** Supplied passage **

------------------------------------------------------------

When that dog passed and we broke the news in the backyard to our littles, you could hear us all wailing up and down Vernon Avenue and clear across Highway 58 to 258. We had prepared and had the book about all dogs going to heaven and we had said we would get another dog, but nothing could have prepared us for the way my son took the news. His best friend was gone and there was no consoling him.

So, we promised to get him a puppy (if he would please just stop crying and come up for air and go to be already after hours and hours of gut wrenching sobs). Yes, we promised to get him a puppy …the very next day. “Tomorrow night,” we told him, “you will have a puppy right here to lick your face and make you smile again.” And so the crazy venture began. All of our research of kennels with upstanding reputations and litters on the way flew out the window like yesterday’s news. We needed a puppy and we needed it fast.

------------------------------------------------------------

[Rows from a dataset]
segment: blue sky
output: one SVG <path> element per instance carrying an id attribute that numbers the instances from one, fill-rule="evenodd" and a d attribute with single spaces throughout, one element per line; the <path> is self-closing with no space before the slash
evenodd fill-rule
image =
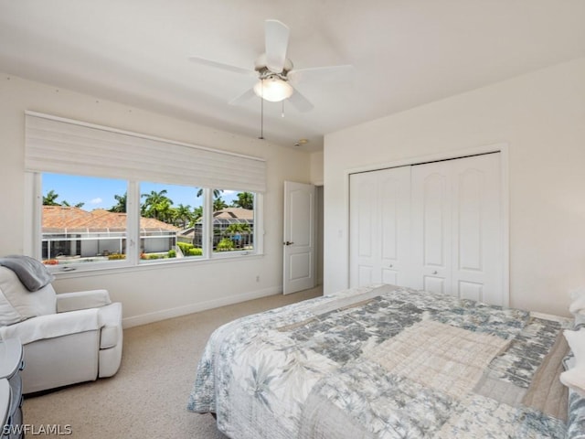
<path id="1" fill-rule="evenodd" d="M 173 206 L 176 207 L 183 204 L 197 208 L 201 206 L 203 201 L 201 197 L 197 197 L 197 187 L 154 183 L 140 185 L 141 194 L 150 194 L 153 190 L 159 192 L 163 189 L 166 189 L 166 197 L 173 200 Z M 43 174 L 43 197 L 49 190 L 58 194 L 56 202 L 59 204 L 63 201 L 67 201 L 71 206 L 84 203 L 81 209 L 85 210 L 108 209 L 117 204 L 114 195 L 123 195 L 126 192 L 126 180 Z M 236 193 L 236 191 L 226 190 L 221 198 L 226 203 L 230 204 L 234 198 L 237 198 Z"/>

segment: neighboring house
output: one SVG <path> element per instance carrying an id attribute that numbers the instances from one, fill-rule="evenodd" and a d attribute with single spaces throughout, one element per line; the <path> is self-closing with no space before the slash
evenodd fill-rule
<path id="1" fill-rule="evenodd" d="M 178 241 L 201 247 L 203 242 L 202 220 L 194 227 L 183 230 Z M 213 248 L 222 238 L 229 237 L 236 249 L 243 249 L 254 243 L 254 210 L 242 208 L 225 208 L 213 212 Z"/>
<path id="2" fill-rule="evenodd" d="M 141 218 L 141 251 L 151 253 L 175 248 L 179 230 L 154 218 Z M 124 254 L 126 214 L 102 209 L 87 211 L 69 206 L 43 206 L 42 235 L 44 260 Z"/>

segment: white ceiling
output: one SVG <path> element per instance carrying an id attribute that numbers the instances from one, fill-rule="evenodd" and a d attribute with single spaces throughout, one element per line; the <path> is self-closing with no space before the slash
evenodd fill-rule
<path id="1" fill-rule="evenodd" d="M 0 71 L 258 137 L 264 20 L 291 29 L 314 105 L 264 105 L 264 137 L 319 150 L 326 133 L 585 56 L 585 0 L 0 0 Z M 529 109 L 526 109 L 529 111 Z"/>

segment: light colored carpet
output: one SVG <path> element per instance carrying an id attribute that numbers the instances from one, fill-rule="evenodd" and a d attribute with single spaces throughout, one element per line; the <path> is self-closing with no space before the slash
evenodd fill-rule
<path id="1" fill-rule="evenodd" d="M 82 439 L 225 439 L 210 414 L 186 408 L 207 337 L 235 318 L 321 294 L 318 287 L 126 329 L 114 377 L 25 397 L 24 423 L 37 432 L 58 425 L 62 433 L 70 426 L 69 437 Z"/>

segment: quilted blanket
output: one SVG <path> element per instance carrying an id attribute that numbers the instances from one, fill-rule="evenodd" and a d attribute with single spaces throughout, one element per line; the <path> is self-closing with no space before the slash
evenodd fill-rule
<path id="1" fill-rule="evenodd" d="M 188 410 L 233 439 L 564 438 L 564 317 L 378 285 L 227 324 Z"/>

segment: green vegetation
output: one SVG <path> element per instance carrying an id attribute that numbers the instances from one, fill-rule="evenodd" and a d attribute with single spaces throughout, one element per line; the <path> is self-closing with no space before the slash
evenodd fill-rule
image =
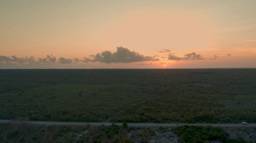
<path id="1" fill-rule="evenodd" d="M 181 136 L 181 143 L 206 143 L 219 140 L 226 143 L 246 143 L 243 138 L 230 139 L 221 128 L 211 126 L 183 126 L 177 127 L 175 133 Z"/>
<path id="2" fill-rule="evenodd" d="M 233 133 L 239 130 L 236 129 Z M 256 130 L 248 129 L 245 131 L 251 134 L 256 133 Z M 0 124 L 0 142 L 3 143 L 146 143 L 166 142 L 171 140 L 172 142 L 180 143 L 250 143 L 256 141 L 255 136 L 244 136 L 247 142 L 242 138 L 230 138 L 221 128 L 210 126 L 183 126 L 176 128 L 126 128 L 115 124 L 99 127 L 32 126 L 14 122 Z"/>
<path id="3" fill-rule="evenodd" d="M 0 119 L 256 122 L 256 69 L 1 70 Z"/>

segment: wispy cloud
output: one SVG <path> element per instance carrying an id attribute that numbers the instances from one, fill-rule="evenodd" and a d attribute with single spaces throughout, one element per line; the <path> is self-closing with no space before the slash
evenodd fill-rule
<path id="1" fill-rule="evenodd" d="M 161 50 L 158 51 L 158 52 L 160 52 L 160 53 L 168 53 L 170 52 L 170 50 L 169 49 L 161 49 Z"/>
<path id="2" fill-rule="evenodd" d="M 63 57 L 60 57 L 59 58 L 59 63 L 61 64 L 72 64 L 73 62 L 73 60 L 71 59 L 66 59 Z"/>

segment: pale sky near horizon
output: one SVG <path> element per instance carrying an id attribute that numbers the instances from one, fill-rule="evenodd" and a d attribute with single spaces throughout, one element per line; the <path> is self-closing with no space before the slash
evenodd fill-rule
<path id="1" fill-rule="evenodd" d="M 255 7 L 254 0 L 0 0 L 0 68 L 255 68 Z M 139 55 L 90 56 L 117 46 Z"/>

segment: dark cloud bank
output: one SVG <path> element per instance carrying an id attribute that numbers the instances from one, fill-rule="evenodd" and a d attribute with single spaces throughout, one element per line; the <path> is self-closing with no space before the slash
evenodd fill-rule
<path id="1" fill-rule="evenodd" d="M 104 63 L 129 63 L 137 62 L 159 61 L 158 59 L 155 59 L 154 56 L 144 56 L 138 52 L 131 51 L 122 47 L 117 47 L 116 52 L 113 53 L 110 51 L 104 51 L 101 53 L 98 53 L 96 55 L 92 55 L 91 57 L 93 59 L 85 58 L 83 61 L 86 63 L 99 62 Z"/>
<path id="2" fill-rule="evenodd" d="M 170 53 L 169 54 L 169 57 L 168 58 L 170 60 L 204 60 L 202 55 L 200 54 L 197 54 L 195 52 L 192 53 L 186 54 L 183 57 L 178 57 L 173 54 L 173 53 Z"/>
<path id="3" fill-rule="evenodd" d="M 84 58 L 80 60 L 74 58 L 73 59 L 60 57 L 57 59 L 52 55 L 47 55 L 45 58 L 40 58 L 36 60 L 33 56 L 30 58 L 17 58 L 13 55 L 6 56 L 0 55 L 0 65 L 13 65 L 16 64 L 33 64 L 33 65 L 53 65 L 55 64 L 72 64 L 78 62 L 100 62 L 104 63 L 130 63 L 143 61 L 157 61 L 159 60 L 156 56 L 144 56 L 134 51 L 131 51 L 127 48 L 117 47 L 117 51 L 111 52 L 106 50 L 95 55 L 91 55 L 91 58 Z"/>

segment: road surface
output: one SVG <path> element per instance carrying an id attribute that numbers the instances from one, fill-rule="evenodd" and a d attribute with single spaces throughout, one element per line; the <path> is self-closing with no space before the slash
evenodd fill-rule
<path id="1" fill-rule="evenodd" d="M 110 126 L 115 124 L 118 126 L 122 126 L 122 123 L 106 123 L 106 122 L 52 122 L 52 121 L 21 121 L 16 120 L 0 120 L 0 123 L 24 123 L 31 125 L 55 125 L 55 126 L 84 126 L 90 125 L 93 126 L 99 126 L 102 125 Z M 189 123 L 128 123 L 129 127 L 175 127 L 183 125 L 194 125 L 194 126 L 211 126 L 212 127 L 256 127 L 256 124 L 248 124 L 248 125 L 242 125 L 241 124 L 229 124 L 229 123 L 204 123 L 204 124 L 189 124 Z"/>
<path id="2" fill-rule="evenodd" d="M 84 126 L 90 125 L 90 126 L 99 126 L 102 125 L 110 126 L 113 123 L 119 126 L 122 126 L 122 123 L 105 123 L 105 122 L 52 122 L 52 121 L 21 121 L 16 120 L 0 120 L 0 123 L 24 123 L 31 125 L 55 125 L 55 126 Z M 248 124 L 248 125 L 242 125 L 241 124 L 188 124 L 188 123 L 128 123 L 129 127 L 175 127 L 183 125 L 195 125 L 195 126 L 211 126 L 212 127 L 256 127 L 256 124 Z"/>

------------------------------------------------------------

** What you are asked to do **
Continue the passage above about the family dog's death and the promised puppy, picking up after its final sentence.

** Exercise output **
True to our word and our crazy promise, we were the proud owners of another black lab within 24 hours. Enter Peanut. Peanut was the peg to plug the dog-shaped hole in all our hearts after the passing of the greatest dog ever to have lived. We hugged her and carried her and passed her around like an offering plate at church. I swear her little puppy paws barely hit the floor in the first few months of her life. Peanut won us all over, but particularly my son.

We put a little bed on the floor of Thomas’s room and promised she could sleep there as he was still missing The Great One. Often when I would come upstairs to peek in at the kids in all their slumber, there would be Peanut and Thomas, spooning under his covers with heads on pillows. Sometimes, I shooshed Peanut back onto the dog bed on the floor. Sometimes I pretended I didn’t notice. Sometimes, I thought to myself, a boy just needs a dog.

Now, seven years later, Peanut and Thomas are both too big to share a bed and so it has remained settled that she sleeps on the floor of his room. When we get home from school at the end of a day, she bends down and looks under the car to see if his feet hit the driveway on the other side before she bounds over to greet him.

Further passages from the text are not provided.